§ **READING PASSAGE**
☆ ☆ ☆

And this is how all my belongings migrated back .6 miles to where they came from only 36 days ago. Back along the same street, past the same cathedral  next to the same homeless man--who when he heard me talking to my sister on the phone about wearing dresses to work said, "God bless you!" (he must think i have nice legs, which obviously is true)--and finally pass the gaggle of rats that inhabit 109th street. When i first did this trip moving to the subleased studio (i walked this part of manhattan 7 times going to and from with my stuff) i walked because i had nothing better to do and i didn't want to draw attention from the co-op with a taxi, this time i was just feeling too poor to hail a cab. But when you have a friend that is willing to drag two bags and you can fit: your camera bag, shoulder bag, larger-than-life ikea bag, and hat on your frame and STILL managed to drag a suitcase that is 4 feet tall with all your food strapped to the back, why not just walk?

and that brings me to the present.

i still have a reeses problem...
but i did mangage to fit all this in that green bag and strap it to my suitcase.
win.
i am currently sleeping on a very comfortable couch in my friends room because she is very kind. But because i have vistors coming to the city i also spend time in sketchy hotels in Brooklyn and a friend's studio in Harlem. But those, those times are for a different post. But i will tell you that they involve christmas hams, trains so loud you can hear them in the shower, fish heads, duvet covers finagled into window sills, oh and Ricky Martin.

**and if this post worries you, don't be. I am not homeless in the sense of being on the street, i just don't have a place to call my own, and i have a thing called a credit card (and a loan from my business) so i am fine. I might not have any spare change for the next year, or a bed to call my own or the next two months, but i think i can survive that.**






what was i thinking?

First of all, a little plea on the blogsphere:

remember that one time when i posted a blog about photos and a girl de-friended me on facebook because she was so offended why what i--mostly sarcastically--wrote?

at least she gave me feedback.

☆ ☆ ☆

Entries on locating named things
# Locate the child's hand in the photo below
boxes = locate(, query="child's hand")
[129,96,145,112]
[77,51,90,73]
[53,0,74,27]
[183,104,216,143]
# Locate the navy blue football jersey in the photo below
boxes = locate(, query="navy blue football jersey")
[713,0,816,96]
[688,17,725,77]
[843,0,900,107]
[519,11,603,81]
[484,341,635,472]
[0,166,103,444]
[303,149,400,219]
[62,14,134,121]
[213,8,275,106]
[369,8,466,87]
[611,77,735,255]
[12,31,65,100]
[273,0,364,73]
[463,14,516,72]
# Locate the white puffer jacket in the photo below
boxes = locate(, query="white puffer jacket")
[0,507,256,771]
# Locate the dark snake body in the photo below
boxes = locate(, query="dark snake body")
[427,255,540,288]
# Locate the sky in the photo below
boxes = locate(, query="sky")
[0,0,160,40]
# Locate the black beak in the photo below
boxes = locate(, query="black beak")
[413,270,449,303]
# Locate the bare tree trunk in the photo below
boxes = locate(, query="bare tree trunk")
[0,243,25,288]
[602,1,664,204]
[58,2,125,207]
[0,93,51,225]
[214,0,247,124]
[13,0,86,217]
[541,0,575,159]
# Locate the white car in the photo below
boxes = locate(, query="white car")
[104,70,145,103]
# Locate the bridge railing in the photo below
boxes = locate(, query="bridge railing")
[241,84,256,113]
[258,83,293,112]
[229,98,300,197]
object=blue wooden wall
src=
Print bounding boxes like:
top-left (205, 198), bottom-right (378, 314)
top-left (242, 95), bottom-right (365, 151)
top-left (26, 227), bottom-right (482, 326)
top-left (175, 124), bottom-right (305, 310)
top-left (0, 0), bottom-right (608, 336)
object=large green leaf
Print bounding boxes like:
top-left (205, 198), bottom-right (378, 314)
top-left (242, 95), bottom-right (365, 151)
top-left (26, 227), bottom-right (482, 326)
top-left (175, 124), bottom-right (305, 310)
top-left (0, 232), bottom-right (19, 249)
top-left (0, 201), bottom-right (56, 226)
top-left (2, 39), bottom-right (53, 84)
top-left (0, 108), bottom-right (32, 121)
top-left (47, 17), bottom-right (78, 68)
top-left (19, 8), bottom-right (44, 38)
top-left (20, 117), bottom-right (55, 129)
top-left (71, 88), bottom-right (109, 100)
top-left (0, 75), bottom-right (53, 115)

☆ ☆ ☆

§ **TASKS**
1: Render part of the listing as a JSON list of strings, one string per line and no blank lines. Begin at the line that contains "# Locate the navy" and stop after the line that contains "[463,14,516,72]".
2: Continue the blog post about moving back down the street from where it stops.

§ **ANSWERS FOR THE EXERCISE**
1:
[
  "# Locate the navy blue football jersey in the photo below",
  "boxes = locate(, query=\"navy blue football jersey\")",
  "[713,0,816,96]",
  "[688,17,725,77]",
  "[843,0,900,107]",
  "[519,11,603,81]",
  "[484,341,635,472]",
  "[0,166,103,444]",
  "[303,149,400,219]",
  "[62,14,134,121]",
  "[213,8,275,106]",
  "[369,8,466,87]",
  "[611,77,735,255]",
  "[12,31,65,100]",
  "[273,0,364,73]",
  "[463,14,516,72]"
]

2:
and you don't want to be outshone by that mean girl, so you should give me feedback too with my new little gadget at the end of each post:


she choose to post on my facebook link
 'I just have to say that I read this and I am really disgusted by some of the things you said. I mean, utterly appalled. I'm practically speechless, I am so sickened by this.' 
but I assume she ment to click the box 'offended,' so i did it for her.

anyway, its takes .986 seconds to do, faster than a comment (which only like .2834 of you do) and it makes me feel like people actually read this thing. 


and now for my real post:

What Was I Thinking?

On days like today i sit back and think, 'why did i think it was a good idea to move to Manhattan?' You see, my day started at 7:30 when i checked my email (not a normal thing by the way, i loathe the fact that everyone assumes you should respond to emails within a fraction of the day, if you want to get a hold of me, make it pop up on my phone without having to go look for it...) and found a message from a girl that said i could come look at her apartment before work.  It was amazing I found the email in time, i don't normally get up until 8 or so.

Backstory: 

      You see, this one time i subleased a studio apartment from a girl who owned a studio in Harlem but moved to Utah. We agreed that i would sublease it until the end of the year, well, that is until she called me on Monday, only 3 weeks into me living there, to tell me that her, her husband, and her baby were moving back into said apartment on the 17th. 

      lets just pause for a moment here so you can take it in like i did.

      she is MOVING back into the apartment in 15 days (now 13...). Something she never mentioned to me. Please note that said apartment was for sale and i had to have it show ready every Sunday. Like she had no plan on moving back because she was trying to SELL it. (which by the way, if it had sold while i lived there it would have taken at least a month if not two before i would have to move)

        this girl sucks.

        a lot.

        and i sent one scathing email that might have mentioned that.

Any other day before work would have been fantastic but today i am going to Philly after work so now a HUGE 50lb suitcase is involved--i need to do laundry and store some of my belongings at my sisters in the event i do become homeless or sublet hop for the next two months. The girl failed to mention the address of the place and didn't get the memo where i asked for her to text me if she wanted to come, so i quickly sent her an email saying i was jumping on the train and to text me so that when i got service randomly in the underground i would know where the hell i was headed.

i then lugged my suitcase 0.3 miles to the subway, down two flights of stairs and then onto the full train. I finally got a text telling me where to get off, hauled my suitcase (and camera bag and purse with laptop) up two flights of stairs and then another 0.3 miles later, i had finally made it... to paradise.


The apartment is beautiful. It has a huge lobby, doorman, gym, lounge, roof with amazing view of everything you would want to see and a place to have bbqs and fires, and it is one stop away on the train from my office in SoHo. Nothing could have been better, nothing except for the fact that they need someone to sign a lease and if I did that then I would have to find someone to take over my lease after only two months AND i would have to shell out $2000 for the security deposit (which the subleaser would pay to take over the lease).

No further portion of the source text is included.